* _Job_
Rewrite the lines of all the entries below as one numbered list, skipping any blank lines.

* _Supplied records_
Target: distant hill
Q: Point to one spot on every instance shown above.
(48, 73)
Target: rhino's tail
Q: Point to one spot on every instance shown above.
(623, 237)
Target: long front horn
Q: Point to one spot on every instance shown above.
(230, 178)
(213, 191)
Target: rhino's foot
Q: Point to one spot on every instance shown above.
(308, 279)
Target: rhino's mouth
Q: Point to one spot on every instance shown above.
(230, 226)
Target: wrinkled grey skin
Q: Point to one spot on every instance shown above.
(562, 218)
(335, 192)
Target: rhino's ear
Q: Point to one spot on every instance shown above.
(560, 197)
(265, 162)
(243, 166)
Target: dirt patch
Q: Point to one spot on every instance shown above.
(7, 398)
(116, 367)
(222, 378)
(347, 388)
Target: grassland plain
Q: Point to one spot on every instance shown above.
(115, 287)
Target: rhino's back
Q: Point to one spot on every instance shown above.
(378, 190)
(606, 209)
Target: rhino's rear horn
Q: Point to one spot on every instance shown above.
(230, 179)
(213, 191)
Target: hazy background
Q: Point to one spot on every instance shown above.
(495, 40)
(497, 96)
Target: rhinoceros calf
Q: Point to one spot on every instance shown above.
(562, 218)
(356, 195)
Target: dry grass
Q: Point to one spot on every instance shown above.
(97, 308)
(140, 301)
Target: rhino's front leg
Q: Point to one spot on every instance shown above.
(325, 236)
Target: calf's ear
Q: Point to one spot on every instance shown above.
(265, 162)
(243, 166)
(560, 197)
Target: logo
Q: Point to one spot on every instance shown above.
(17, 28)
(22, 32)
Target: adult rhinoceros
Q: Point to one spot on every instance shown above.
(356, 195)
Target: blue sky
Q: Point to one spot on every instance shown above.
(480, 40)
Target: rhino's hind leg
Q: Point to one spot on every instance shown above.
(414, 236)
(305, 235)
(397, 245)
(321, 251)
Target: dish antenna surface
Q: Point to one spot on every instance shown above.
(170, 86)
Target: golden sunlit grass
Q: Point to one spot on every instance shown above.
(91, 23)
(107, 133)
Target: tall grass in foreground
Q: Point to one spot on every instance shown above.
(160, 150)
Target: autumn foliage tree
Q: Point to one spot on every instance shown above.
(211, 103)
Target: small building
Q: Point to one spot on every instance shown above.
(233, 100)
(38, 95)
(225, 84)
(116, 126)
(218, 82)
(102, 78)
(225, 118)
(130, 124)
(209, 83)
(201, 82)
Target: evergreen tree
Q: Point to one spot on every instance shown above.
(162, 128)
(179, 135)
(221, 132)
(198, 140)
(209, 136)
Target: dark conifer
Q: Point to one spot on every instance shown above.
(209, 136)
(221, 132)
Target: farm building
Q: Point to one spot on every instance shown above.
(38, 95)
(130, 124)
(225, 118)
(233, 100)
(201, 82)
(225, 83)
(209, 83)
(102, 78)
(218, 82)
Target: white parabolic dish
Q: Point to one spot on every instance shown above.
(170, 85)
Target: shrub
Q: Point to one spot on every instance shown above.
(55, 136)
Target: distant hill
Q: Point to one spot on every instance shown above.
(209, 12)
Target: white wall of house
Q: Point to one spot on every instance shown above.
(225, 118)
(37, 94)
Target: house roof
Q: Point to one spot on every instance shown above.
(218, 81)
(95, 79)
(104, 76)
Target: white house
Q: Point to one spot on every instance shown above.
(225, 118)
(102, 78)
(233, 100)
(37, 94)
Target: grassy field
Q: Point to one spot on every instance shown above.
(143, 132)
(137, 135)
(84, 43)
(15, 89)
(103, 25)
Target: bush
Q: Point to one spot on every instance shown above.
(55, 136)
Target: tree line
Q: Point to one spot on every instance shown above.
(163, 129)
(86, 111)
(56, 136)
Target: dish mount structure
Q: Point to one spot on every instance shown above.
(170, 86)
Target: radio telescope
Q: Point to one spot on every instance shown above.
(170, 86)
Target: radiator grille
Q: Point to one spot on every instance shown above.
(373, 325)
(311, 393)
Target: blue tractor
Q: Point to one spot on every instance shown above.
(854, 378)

* _Task result_
1. Target: distant hill
2. Q: Point to one spot on every instance shown above.
3. (48, 73)
4. Target: rhino's tail
5. Q: Point to one spot on every instance shown above.
6. (623, 237)
7. Target: long front horn
8. Q: Point to one spot on every instance shown above.
9. (230, 178)
10. (213, 191)
11. Target: rhino's foot
12. Q: Point to one spot on every instance shown above.
13. (308, 279)
14. Target: rhino's mouth
15. Q: Point to one spot on every instance shown above.
16. (230, 226)
17. Target: wrinkled grey skin
18. Q: Point to one spot on every instance shown above.
19. (562, 218)
20. (335, 192)
21. Target: rhino's ear
22. Q: Point to one spot on every instance shown above.
23. (560, 197)
24. (265, 162)
25. (243, 166)
26. Target: dirt patch
27. Q: Point to one spot on every instance shown above.
28. (7, 398)
29. (116, 367)
30. (222, 378)
31. (347, 388)
32. Target: grassland plain
33. Q: Point to one spot on every instance shown above.
34. (115, 287)
35. Target: rhino's back
36. Q: Point to one spot on every instance shown above.
37. (378, 190)
38. (606, 209)
39. Target: rhino's rear horn
40. Q: Point to one spot on every instance shown above.
41. (230, 179)
42. (213, 191)
43. Target: hazy background
44. Q: Point to one spot on every instance shown above.
45. (495, 40)
46. (497, 96)
47. Target: rhinoceros calf
48. Q: Point to one spot on every instance shown above.
49. (562, 218)
50. (356, 195)
51. Target: dry grass
52. Q: Point to one spot on every instance shown above.
53. (97, 308)
54. (140, 301)
55. Target: rhino's front leg
56. Q: Point to one spot on every instance shown above.
57. (325, 236)
58. Target: calf's ear
59. Q: Point to one spot on every instance shown above.
60. (265, 162)
61. (243, 166)
62. (560, 197)
63. Target: logo
64. Q: Point to one spot on every instance shown above.
65. (17, 28)
66. (22, 32)
67. Target: adult rhinoceros
68. Q: Point to one spot on every instance shown above.
69. (356, 195)
70. Target: blue sky
71. Q: Point to one spot on every instance shown above.
72. (480, 40)
73. Target: rhino's hind leg
74. Q: Point to one spot on every instance shown above.
75. (414, 236)
76. (305, 235)
77. (397, 245)
78. (321, 251)
79. Target: dish antenna surface
80. Q: Point to one spot on every instance shown above.
81. (170, 86)
82. Target: golden sunlit grass
83. Q: Point to one spot on every instance shown above.
84. (91, 23)
85. (107, 133)
86. Target: tall grass in foreground
87. Q: Point to one spot on every instance shown above.
88. (160, 150)
89. Target: autumn foliage tree
90. Q: Point to one spot on every instance shown above.
91. (211, 103)
92. Target: small building
93. Q: Point to one spot on every instance shown above.
94. (233, 100)
95. (38, 95)
96. (225, 84)
97. (116, 126)
98. (218, 82)
99. (102, 78)
100. (225, 118)
101. (130, 124)
102. (209, 83)
103. (201, 82)
104. Target: evergreen tree
105. Q: Point to one spot on every instance shown above.
106. (162, 128)
107. (179, 135)
108. (221, 132)
109. (198, 140)
110. (209, 136)
111. Target: dark conifer
112. Q: Point to one spot on every instance shown above.
113. (209, 136)
114. (221, 132)
115. Target: farm building
116. Q: Point to one spot on every instance shown above.
117. (38, 95)
118. (130, 124)
119. (225, 118)
120. (233, 100)
121. (201, 82)
122. (225, 83)
123. (209, 83)
124. (102, 78)
125. (218, 82)
126. Target: white parabolic dish
127. Q: Point to one spot on every instance shown above.
128. (170, 85)
129. Target: shrub
130. Q: Point to one spot on every instance shown above.
131. (55, 136)
132. Target: distant hill
133. Q: Point to one spot on every instance shown above.
134. (209, 12)
135. Target: white wall of house
136. Q: Point to one spot on every instance shown above.
137. (225, 118)
138. (37, 94)
139. Target: house roof
140. Q: Point to one spot on every instance shown above.
141. (218, 81)
142. (95, 79)
143. (104, 76)
144. Target: white house
145. Q: Point to one spot on every instance shown above.
146. (225, 118)
147. (102, 78)
148. (233, 100)
149. (37, 94)
150. Target: grassy field
151. Q: Point to one spot on every instance shown above.
152. (143, 132)
153. (137, 135)
154. (84, 43)
155. (15, 89)
156. (103, 25)
157. Target: bush
158. Q: Point to one spot on every instance shown above.
159. (55, 136)
160. Target: tree line
161. Q: Point to one spot on every instance shown above.
162. (163, 129)
163. (86, 111)
164. (56, 136)
165. Target: dish mount structure
166. Q: Point to one spot on every instance shown above.
167. (170, 86)
168. Target: radio telescope
169. Q: Point to one spot on every instance shown above.
170. (170, 86)
171. Target: radiator grille
172. Q: Point to one spot on every instance shown above.
173. (373, 325)
174. (311, 393)
175. Target: blue tractor
176. Q: Point to one spot on every instance shown above.
177. (854, 378)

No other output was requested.